→ **Directive**: Count the lines in the entries below that contain the word "helmet", treating uppercase and lowercase as different. Reply with the number alone.

→ **Task material**:

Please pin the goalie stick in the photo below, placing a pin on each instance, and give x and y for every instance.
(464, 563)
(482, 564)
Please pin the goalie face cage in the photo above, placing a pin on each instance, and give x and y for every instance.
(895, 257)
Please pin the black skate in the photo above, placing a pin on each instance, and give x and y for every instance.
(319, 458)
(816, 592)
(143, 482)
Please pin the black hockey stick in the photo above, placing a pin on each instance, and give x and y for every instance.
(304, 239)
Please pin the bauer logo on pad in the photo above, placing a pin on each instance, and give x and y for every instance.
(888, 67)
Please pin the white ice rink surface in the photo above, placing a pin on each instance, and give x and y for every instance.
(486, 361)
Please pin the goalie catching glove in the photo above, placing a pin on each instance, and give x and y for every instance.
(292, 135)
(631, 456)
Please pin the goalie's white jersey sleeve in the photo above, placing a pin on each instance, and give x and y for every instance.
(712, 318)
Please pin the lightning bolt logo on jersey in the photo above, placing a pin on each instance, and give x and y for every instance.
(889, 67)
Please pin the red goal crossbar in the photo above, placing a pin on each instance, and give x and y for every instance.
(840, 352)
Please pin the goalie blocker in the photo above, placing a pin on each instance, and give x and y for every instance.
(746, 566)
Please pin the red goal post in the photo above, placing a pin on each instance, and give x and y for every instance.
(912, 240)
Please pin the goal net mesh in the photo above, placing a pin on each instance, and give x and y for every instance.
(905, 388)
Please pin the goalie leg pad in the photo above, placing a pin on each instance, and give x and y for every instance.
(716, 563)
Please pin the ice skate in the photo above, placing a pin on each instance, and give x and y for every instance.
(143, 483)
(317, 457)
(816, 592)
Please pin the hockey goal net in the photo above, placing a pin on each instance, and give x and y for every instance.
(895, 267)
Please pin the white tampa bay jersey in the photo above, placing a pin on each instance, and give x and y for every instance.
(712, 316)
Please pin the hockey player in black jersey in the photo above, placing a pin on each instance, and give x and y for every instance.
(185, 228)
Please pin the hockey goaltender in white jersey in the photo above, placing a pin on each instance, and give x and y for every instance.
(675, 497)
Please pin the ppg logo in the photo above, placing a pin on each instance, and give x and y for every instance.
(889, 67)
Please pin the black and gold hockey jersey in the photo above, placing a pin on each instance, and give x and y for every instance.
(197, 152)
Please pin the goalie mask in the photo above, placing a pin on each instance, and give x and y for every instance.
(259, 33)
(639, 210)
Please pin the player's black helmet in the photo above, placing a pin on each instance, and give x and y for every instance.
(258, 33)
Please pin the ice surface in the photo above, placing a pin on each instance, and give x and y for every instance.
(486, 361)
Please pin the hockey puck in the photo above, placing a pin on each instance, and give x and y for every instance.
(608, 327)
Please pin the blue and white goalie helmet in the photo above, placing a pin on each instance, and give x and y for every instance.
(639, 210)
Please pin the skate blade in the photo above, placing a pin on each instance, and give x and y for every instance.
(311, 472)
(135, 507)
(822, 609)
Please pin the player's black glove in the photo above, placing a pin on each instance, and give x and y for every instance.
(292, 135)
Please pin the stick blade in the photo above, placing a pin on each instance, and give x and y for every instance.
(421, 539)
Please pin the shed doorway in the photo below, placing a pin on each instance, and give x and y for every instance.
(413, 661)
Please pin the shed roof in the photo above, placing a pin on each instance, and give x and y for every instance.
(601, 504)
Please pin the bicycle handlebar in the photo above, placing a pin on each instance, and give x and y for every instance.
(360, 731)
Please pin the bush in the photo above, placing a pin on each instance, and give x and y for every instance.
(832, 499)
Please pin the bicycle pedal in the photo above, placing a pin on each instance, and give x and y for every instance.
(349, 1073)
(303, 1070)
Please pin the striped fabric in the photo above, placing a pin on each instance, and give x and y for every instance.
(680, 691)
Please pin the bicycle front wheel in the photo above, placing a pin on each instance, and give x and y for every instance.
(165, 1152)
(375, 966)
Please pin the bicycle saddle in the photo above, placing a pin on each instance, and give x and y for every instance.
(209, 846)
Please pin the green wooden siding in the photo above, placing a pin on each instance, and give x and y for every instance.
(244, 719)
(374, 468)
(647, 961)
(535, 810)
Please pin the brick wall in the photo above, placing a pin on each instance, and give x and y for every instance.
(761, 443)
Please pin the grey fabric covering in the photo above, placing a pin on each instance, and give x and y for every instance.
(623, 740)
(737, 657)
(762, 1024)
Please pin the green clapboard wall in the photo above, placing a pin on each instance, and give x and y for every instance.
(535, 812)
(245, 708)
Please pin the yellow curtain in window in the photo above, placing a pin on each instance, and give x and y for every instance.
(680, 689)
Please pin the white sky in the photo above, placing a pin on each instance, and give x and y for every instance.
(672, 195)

---

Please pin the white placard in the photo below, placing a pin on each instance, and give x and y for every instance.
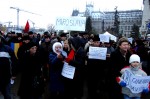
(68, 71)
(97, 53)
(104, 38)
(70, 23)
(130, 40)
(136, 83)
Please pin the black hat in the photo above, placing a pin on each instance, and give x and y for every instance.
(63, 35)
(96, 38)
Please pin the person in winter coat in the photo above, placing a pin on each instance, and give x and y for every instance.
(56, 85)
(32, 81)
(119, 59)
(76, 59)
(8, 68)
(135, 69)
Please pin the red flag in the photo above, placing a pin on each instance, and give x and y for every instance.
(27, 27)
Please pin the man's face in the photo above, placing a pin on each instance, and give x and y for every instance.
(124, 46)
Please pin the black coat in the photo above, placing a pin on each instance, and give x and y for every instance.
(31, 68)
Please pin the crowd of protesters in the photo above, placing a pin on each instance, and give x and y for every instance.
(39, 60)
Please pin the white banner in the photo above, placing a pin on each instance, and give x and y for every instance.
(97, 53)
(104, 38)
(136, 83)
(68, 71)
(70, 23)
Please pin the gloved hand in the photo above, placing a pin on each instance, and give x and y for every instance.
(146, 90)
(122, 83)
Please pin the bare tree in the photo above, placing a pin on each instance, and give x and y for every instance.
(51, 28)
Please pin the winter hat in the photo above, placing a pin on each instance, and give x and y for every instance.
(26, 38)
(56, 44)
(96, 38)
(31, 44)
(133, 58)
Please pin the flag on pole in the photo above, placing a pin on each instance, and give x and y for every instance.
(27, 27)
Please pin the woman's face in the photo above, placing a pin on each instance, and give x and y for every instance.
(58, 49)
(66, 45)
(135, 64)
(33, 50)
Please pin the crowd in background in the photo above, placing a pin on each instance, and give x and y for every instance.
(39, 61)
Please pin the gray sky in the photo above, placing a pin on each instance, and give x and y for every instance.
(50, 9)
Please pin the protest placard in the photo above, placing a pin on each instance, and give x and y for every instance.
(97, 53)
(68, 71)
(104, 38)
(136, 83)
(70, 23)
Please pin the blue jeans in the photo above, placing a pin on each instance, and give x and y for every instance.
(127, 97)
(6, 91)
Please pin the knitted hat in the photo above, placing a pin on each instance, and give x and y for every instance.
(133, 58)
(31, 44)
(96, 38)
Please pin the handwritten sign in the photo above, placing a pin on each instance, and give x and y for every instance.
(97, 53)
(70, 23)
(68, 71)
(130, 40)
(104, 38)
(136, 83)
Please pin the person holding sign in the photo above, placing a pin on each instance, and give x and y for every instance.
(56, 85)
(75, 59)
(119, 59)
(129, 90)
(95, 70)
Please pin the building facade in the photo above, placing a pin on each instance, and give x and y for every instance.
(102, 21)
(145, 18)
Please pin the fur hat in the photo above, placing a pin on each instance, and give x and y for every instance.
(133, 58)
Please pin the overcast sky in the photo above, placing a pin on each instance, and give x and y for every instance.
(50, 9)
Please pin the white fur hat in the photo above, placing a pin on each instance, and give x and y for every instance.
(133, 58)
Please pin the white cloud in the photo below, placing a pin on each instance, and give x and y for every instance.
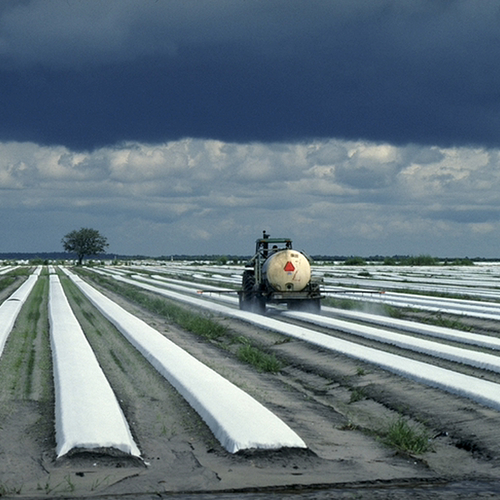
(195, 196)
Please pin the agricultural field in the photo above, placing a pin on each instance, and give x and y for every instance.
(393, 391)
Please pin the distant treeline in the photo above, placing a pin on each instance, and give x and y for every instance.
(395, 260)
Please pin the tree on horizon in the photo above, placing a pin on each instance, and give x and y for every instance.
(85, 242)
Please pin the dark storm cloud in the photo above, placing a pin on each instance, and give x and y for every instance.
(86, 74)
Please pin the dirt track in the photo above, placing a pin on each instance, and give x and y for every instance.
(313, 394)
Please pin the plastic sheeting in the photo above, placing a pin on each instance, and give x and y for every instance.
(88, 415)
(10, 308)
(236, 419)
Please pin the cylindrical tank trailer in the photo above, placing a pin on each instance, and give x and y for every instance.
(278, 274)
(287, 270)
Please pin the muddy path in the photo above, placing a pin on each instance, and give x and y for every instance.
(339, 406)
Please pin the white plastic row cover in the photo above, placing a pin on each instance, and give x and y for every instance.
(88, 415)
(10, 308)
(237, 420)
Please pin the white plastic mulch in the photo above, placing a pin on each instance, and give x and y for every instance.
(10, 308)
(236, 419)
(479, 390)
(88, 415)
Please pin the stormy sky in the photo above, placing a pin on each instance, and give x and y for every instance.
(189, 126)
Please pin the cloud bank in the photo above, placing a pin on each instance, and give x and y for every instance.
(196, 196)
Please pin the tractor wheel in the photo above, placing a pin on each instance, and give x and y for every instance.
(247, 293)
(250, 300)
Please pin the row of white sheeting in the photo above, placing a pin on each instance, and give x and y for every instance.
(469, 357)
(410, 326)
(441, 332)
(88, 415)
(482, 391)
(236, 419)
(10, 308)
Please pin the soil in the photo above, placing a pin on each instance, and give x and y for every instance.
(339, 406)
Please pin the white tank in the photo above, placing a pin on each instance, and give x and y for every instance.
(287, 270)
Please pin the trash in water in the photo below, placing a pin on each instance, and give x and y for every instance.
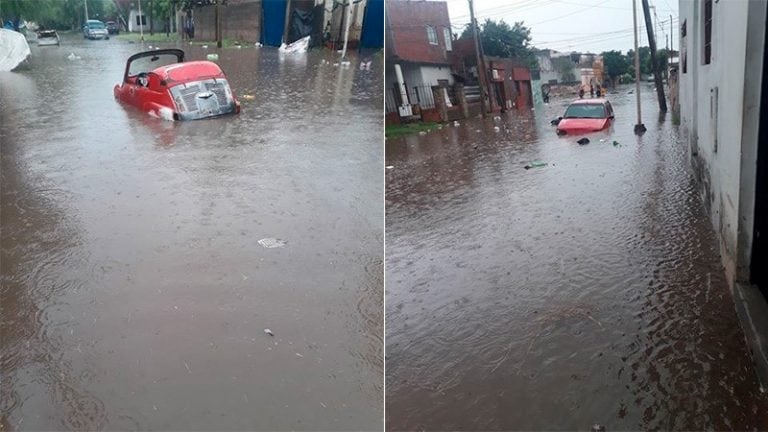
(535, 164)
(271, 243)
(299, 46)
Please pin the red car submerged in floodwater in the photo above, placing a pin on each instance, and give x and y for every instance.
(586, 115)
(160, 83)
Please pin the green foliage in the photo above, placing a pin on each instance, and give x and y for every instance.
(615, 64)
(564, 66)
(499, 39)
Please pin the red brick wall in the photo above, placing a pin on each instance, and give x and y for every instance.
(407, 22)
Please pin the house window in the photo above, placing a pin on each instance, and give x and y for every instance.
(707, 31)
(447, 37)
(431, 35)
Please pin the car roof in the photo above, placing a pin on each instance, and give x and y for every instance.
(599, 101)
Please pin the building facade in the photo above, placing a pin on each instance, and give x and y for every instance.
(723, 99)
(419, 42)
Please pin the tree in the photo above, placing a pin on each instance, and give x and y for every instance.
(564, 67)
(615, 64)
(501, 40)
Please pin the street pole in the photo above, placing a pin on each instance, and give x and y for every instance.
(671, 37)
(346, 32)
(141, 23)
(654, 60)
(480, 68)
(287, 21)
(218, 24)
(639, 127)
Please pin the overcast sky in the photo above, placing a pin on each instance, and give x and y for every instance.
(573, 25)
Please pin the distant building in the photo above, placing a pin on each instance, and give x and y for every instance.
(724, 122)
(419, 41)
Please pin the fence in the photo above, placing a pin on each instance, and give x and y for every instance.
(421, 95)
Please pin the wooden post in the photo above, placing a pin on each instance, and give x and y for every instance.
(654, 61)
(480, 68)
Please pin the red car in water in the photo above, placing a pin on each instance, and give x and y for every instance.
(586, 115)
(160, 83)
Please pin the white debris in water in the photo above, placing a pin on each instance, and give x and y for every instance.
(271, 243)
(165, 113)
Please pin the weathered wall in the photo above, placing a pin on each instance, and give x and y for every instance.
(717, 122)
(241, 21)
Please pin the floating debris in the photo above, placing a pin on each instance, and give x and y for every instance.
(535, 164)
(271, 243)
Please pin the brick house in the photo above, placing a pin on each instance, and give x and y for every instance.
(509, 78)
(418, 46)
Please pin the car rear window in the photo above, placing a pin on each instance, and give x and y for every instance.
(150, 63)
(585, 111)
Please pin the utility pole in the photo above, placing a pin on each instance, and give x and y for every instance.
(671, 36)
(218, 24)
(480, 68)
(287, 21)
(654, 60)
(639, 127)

---

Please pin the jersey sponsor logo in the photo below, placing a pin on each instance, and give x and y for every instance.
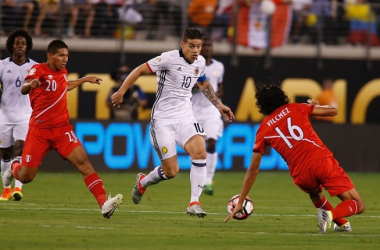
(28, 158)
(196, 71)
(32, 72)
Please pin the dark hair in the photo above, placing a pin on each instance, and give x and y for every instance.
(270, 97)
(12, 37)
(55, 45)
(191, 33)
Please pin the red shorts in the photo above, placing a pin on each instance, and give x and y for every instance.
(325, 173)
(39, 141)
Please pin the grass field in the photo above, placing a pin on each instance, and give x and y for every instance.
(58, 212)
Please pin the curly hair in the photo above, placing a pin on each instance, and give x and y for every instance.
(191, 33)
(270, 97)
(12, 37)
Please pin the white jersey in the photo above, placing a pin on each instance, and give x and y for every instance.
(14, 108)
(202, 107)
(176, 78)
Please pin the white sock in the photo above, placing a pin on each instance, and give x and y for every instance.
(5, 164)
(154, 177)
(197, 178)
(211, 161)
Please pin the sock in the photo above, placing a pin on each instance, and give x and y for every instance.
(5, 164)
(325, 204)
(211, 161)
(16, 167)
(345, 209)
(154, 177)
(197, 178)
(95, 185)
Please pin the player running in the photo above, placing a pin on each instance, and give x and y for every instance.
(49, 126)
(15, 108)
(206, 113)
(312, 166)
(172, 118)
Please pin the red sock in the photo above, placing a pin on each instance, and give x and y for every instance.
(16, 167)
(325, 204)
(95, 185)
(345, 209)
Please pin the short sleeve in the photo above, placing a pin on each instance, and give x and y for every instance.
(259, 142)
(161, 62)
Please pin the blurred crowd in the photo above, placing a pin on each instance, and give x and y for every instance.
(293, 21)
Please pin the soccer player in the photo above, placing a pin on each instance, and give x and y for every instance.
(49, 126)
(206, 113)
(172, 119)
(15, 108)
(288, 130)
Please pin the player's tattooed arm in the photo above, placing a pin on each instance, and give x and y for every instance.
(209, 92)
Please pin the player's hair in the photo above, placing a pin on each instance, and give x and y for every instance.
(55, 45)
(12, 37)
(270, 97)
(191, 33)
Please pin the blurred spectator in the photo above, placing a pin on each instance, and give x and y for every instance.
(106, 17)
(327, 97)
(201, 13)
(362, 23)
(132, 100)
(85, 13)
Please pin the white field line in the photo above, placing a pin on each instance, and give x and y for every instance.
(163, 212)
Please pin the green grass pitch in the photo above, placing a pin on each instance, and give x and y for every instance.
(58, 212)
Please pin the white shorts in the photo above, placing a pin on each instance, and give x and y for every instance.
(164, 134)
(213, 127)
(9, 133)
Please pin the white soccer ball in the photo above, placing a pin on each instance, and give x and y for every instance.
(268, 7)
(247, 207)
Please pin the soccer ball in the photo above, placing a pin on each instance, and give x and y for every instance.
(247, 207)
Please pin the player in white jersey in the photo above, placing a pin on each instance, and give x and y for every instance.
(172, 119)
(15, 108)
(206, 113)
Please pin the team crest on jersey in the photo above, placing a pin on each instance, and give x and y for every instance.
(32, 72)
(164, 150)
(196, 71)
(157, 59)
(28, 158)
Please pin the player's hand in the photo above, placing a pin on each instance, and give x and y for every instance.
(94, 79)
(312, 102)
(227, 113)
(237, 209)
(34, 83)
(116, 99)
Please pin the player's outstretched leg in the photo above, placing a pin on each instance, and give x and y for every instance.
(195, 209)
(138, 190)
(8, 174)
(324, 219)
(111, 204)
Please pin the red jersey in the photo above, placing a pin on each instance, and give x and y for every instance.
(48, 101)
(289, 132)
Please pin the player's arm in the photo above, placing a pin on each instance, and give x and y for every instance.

→ **Answer for this exercise**: 2